RECORD LIST »

+ + + +

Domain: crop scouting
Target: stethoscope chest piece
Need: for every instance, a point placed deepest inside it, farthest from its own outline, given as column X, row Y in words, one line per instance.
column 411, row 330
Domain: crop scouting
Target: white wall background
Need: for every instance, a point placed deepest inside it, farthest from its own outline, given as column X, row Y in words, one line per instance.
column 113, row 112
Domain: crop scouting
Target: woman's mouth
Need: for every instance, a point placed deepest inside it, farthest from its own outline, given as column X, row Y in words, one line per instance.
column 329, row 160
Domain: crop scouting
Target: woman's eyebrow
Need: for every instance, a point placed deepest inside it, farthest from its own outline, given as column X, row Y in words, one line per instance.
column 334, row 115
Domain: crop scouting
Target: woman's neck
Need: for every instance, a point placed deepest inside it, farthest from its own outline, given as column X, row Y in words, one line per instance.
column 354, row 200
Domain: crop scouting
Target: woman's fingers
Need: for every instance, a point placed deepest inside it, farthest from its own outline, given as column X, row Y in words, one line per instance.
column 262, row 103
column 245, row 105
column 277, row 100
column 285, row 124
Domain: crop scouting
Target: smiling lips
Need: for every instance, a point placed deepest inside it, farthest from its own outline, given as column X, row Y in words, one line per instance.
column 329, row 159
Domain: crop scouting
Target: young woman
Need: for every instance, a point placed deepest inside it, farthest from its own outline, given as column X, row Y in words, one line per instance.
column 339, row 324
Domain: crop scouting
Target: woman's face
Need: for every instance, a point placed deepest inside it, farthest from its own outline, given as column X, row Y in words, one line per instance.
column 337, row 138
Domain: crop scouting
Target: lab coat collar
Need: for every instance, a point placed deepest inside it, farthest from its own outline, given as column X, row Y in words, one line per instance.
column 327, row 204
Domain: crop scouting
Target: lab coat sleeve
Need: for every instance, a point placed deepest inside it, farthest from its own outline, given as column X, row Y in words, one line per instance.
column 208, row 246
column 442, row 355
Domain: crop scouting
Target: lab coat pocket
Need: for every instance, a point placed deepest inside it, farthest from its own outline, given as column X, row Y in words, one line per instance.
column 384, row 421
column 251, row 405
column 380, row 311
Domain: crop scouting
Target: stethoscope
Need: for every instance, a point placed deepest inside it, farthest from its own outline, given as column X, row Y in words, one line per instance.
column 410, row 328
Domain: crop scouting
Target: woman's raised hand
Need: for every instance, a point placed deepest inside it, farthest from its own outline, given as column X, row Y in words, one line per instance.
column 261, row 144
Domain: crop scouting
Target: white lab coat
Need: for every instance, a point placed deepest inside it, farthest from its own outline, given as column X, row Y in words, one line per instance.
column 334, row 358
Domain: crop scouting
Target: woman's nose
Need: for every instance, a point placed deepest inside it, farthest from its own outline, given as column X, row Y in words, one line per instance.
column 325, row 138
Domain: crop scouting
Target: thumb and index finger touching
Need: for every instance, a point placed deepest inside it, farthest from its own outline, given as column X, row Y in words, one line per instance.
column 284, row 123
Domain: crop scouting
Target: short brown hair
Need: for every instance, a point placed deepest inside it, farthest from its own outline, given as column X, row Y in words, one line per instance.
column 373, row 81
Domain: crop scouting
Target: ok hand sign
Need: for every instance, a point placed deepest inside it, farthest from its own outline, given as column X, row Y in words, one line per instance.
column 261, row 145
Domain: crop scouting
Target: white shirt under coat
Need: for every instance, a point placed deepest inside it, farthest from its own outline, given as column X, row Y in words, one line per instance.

+ + + +

Update all of the lines above so that each "crop scouting" is replaced with "portrait annotation", leaving everything else unchanged.

Domain: portrait annotation
Target: stethoscope chest piece
Need: for every instance, a point placed deepest inside it, farthest from its own outline, given as column X, row Y in words, one line per instance.
column 411, row 330
Domain: portrait annotation
Target: white wall background
Need: for every instance, a point placed deepest inside it, farthest from its own outline, given as column X, row Y in words, one line per instance.
column 113, row 112
Domain: portrait annotation
Target: woman's mouth
Need: for every instance, a point placed deepest inside it, farthest from its own outline, given as column X, row Y in words, one line per instance.
column 329, row 160
Domain: portrait annotation
Target: woman's eyebrow
Need: for every instance, a point placed deepest inside it, farthest from its own outline, given as column X, row Y in words, one line per instance.
column 334, row 115
Domain: portrait annotation
Target: woman's neck
Need: for every instance, a point placed deepest inside it, farthest from its own outline, given as column X, row Y in words, one line per instance.
column 354, row 200
Domain: portrait annotation
Target: woman's fingers
Need: for every instance, a point placed deepest inside it, farthest from its own outline, given as column X, row Y in words, one line per instance.
column 262, row 103
column 245, row 105
column 277, row 100
column 285, row 124
Domain: portrait annotation
Target: smiling lips
Need: for every instance, a point placed deepest inside it, farthest from its own outline, given as column X, row Y in words, one line per instance.
column 329, row 159
Domain: portrait annotation
Target: young woman
Need: for every instance, a point placed deepest inside it, farthest from its own outline, given as column X, row Y in words, one line per instance.
column 339, row 324
Domain: portrait annotation
Target: woman's face
Need: for every instance, a point placed deepest inside it, farthest from its own outline, given as column X, row Y in words, one line per instance.
column 337, row 138
Domain: portrait annotation
Target: lab coat collar
Need: for every instance, a point placed deepest inside it, farthest from its own outline, given as column X, row Y in words, one line per instance.
column 327, row 204
Domain: portrait annotation
Target: lab coat sleeve
Need: for every instance, a point placed deepest inside it, farthest from its own outline, given as column X, row Y in words, one line per instance.
column 208, row 246
column 442, row 355
Domain: portrait annotation
Target: lab coat pocket
Need: for every instance, a point placed deepest inside it, farthest from its own outline, given as column X, row Y in words, one line per instance.
column 384, row 421
column 251, row 405
column 380, row 311
Domain: portrait annotation
Target: stethoscope
Need: for every instance, a point placed deepest inside it, farthest from its own outline, given as column X, row Y in words, one line per instance.
column 410, row 328
Domain: portrait annotation
Target: woman's raised hand
Need: for every instance, a point placed deepest inside it, farthest from its own outline, given as column X, row Y in words, one line per instance.
column 261, row 144
Domain: portrait annotation
Target: white lab coat
Need: for every instance, a point placed deepest inside it, farthest from its own outline, given as column X, row Y in words, one line per instance.
column 334, row 358
Domain: portrait annotation
Target: woman's nose
Need: for every instance, a point placed deepest inside it, farthest from its own outline, given as column X, row Y in words, one line per instance.
column 325, row 138
Domain: portrait annotation
Target: thumb and index finger touching
Need: for every instance, a point placed deepest inside it, farthest from its own outline, given as column X, row Y in words, one line per instance.
column 284, row 123
Domain: portrait annotation
Target: short brown hair
Need: for every instance, a point placed deepest inside it, farthest from its own outline, given as column X, row Y in words, one line per instance.
column 373, row 81
Domain: portrait annotation
Target: ok hand sign
Need: for every instance, a point placed deepest inside it, farthest from its own outline, given as column X, row Y in words, one line per instance.
column 261, row 145
Domain: portrait annotation
Target: white shirt under coat
Need: for every instance, a point placed deepest inside it, farthest from its own outline, given as column X, row Y in words, one line per instance.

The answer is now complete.